STATED PROBLEM
Reproduce every one of the rows below word for word, without changing any line.
──────── INPUT DATA
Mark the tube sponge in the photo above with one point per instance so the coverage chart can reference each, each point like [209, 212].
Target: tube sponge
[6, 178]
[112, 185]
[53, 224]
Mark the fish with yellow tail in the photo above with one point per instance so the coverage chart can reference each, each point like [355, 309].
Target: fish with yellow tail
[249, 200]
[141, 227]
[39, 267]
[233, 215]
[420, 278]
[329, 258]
────────────────
TASK ANSWER
Mark the tube sponge in the photo above with one point per instance so the coverage chart can reference each, each point like [209, 212].
Target: tube sponge
[6, 178]
[112, 185]
[53, 224]
Mark the fish with yellow tail in the photo above with one point per instance so the coverage chart can reference each, each point like [355, 309].
Target: fish with yellow tail
[249, 200]
[141, 227]
[39, 267]
[233, 215]
[420, 278]
[329, 258]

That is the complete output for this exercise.